§ Énoncé 1:
Dans l'entretien, recopiez le passage allant de « Nous avons identifié » jusqu'à « pas tel quel. » inclus, en substituant « entrepreneurs » à « indépendants ».
§ Énoncé 2:
Répondez brièvement aux points suivants à partir de l'entretien :
(a) Quelles deux crises sont citées comme exemples de chocs ?
(b) Quels deux types de difficultés forment la combinaison identifiée ?
(c) Que les indépendants essaient-ils d'éponger ?
§ Énoncé 3:
Relevez toutes les questions posées par l'intervieweur dans l'entretien.

§ Entretien:
········

Oui et, en même temps, cela permet à l’entrepreneur de lever des freins dont il n’a pas toujours conscience. Une fois ces freins identifiés, nous l’aidons à prendre les décisions adéquates. Ce temps d’arrêt l’oblige aussi à se poser car, la plupart du temps, il a le nez dans le guidon.

Quel est le point sensible du moment ?

Les indépendants sont tellement en train d’essayer d’éponger leurs trésorerie (qui a fondu), qu’ils n’ont plus le temps de gérer leur équipe. Ils espèrent que tout le monde reste sur le pont. Ils n’ont plus de vision, ils sont fatigués et ils ont peur… Nous les invitons à aller voir leurs équipes.

Quelles sont les nouvelles difficultés observées ?

Ces deux dernières années, tout s’est accéléré. Les chocs sont de plus en plus fréquents et plus rapprochés (crise sanitaire, crise énergétique). De nouveaux freins sont apparus avec la hausse du coût de l’énergie :  la prise de décision est plus complexe, la lecture des données requiert davantage de rigueur. L’entrepreneur doit se plonger régulièrement dans ses chiffres pour bien les comprendre. Nous l’y aidons, s’il le souhaite.

Quelles sont les difficultés les plus flagrantes ?

Nous avons identifié la combinaison de deux types de difficultés : l’inconfort et la complexité. Quand on rend visite aux indépendants, on leur dit que l’on va essayer de réduire la zone d’inconfort dans laquelle ils se trouvent. Quant au sujet complexe de la transition, on ne l’amène pas tel quel.

Comment fais-tu alors pour introduire la Shifting Economy ?

········

§ Lignes fournies:
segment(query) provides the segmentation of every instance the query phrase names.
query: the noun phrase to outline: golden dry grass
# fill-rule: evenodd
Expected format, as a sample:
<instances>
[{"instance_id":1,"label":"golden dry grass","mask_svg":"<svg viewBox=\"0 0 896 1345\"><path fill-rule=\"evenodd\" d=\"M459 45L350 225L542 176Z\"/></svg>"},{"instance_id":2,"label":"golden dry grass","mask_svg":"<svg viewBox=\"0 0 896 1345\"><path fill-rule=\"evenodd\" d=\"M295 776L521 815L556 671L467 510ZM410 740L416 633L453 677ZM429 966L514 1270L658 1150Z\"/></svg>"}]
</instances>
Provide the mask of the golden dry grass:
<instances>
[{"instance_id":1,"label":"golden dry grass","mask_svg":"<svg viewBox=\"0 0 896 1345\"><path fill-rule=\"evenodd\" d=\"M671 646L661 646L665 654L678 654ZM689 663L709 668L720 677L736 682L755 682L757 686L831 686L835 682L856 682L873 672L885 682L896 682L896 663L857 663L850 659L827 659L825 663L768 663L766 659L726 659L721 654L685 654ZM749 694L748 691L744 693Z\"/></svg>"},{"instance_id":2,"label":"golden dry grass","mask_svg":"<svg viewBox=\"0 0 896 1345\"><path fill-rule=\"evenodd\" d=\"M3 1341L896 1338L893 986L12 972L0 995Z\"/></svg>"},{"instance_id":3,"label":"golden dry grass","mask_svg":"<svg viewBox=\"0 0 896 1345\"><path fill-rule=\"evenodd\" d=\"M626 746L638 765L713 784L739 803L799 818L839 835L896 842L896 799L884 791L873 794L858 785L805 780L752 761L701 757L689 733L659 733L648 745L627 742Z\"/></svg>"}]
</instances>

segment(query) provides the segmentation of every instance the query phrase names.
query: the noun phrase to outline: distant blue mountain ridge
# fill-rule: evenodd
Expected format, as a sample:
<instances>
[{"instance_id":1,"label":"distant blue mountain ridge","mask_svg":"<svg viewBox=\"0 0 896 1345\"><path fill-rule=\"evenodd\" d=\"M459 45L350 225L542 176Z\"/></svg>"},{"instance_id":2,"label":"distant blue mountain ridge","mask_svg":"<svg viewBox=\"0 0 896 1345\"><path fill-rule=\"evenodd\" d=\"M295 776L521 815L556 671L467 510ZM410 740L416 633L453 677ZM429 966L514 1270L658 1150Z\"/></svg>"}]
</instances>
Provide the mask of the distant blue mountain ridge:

········

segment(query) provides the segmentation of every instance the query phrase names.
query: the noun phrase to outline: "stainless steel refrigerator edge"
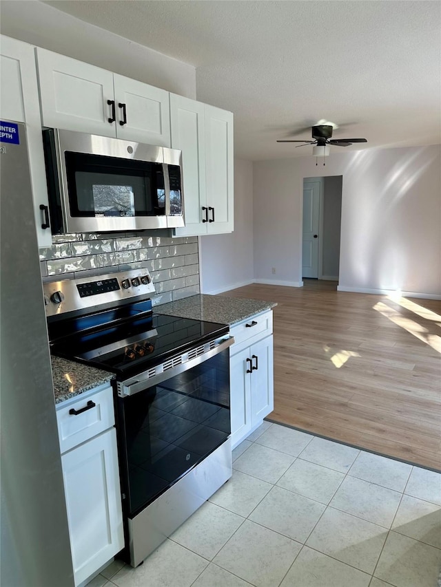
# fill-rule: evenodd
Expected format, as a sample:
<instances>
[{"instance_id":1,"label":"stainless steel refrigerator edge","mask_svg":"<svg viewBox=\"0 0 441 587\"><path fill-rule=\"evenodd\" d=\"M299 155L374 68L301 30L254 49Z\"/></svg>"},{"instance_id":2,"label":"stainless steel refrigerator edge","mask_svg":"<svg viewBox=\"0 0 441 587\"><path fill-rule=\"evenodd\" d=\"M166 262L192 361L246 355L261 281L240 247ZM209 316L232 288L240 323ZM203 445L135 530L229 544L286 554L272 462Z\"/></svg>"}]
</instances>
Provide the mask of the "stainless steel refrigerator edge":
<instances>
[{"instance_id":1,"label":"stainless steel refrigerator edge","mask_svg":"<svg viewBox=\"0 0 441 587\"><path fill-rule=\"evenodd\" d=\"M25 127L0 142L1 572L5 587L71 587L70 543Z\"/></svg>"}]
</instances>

········

§ Résultat attendu 1:
Nous avons identifié la combinaison de deux types de difficultés : l’inconfort et la complexité. Quand on rend visite aux entrepreneurs, on leur dit que l’on va essayer de réduire la zone d’inconfort dans laquelle ils se trouvent. Quant au sujet complexe de la transition, on ne l’amène pas tel quel.

§ Résultat attendu 2:
(a) La crise sanitaire et la crise énergétique.
(b) L'inconfort et la complexité.
(c) Leur trésorerie.

§ Résultat attendu 3:
- Quel est le point sensible du moment ?
- Quelles sont les nouvelles difficultés observées ?
- Quelles sont les difficultés les plus flagrantes ?
- Comment fais-tu alors pour introduire la Shifting Economy ?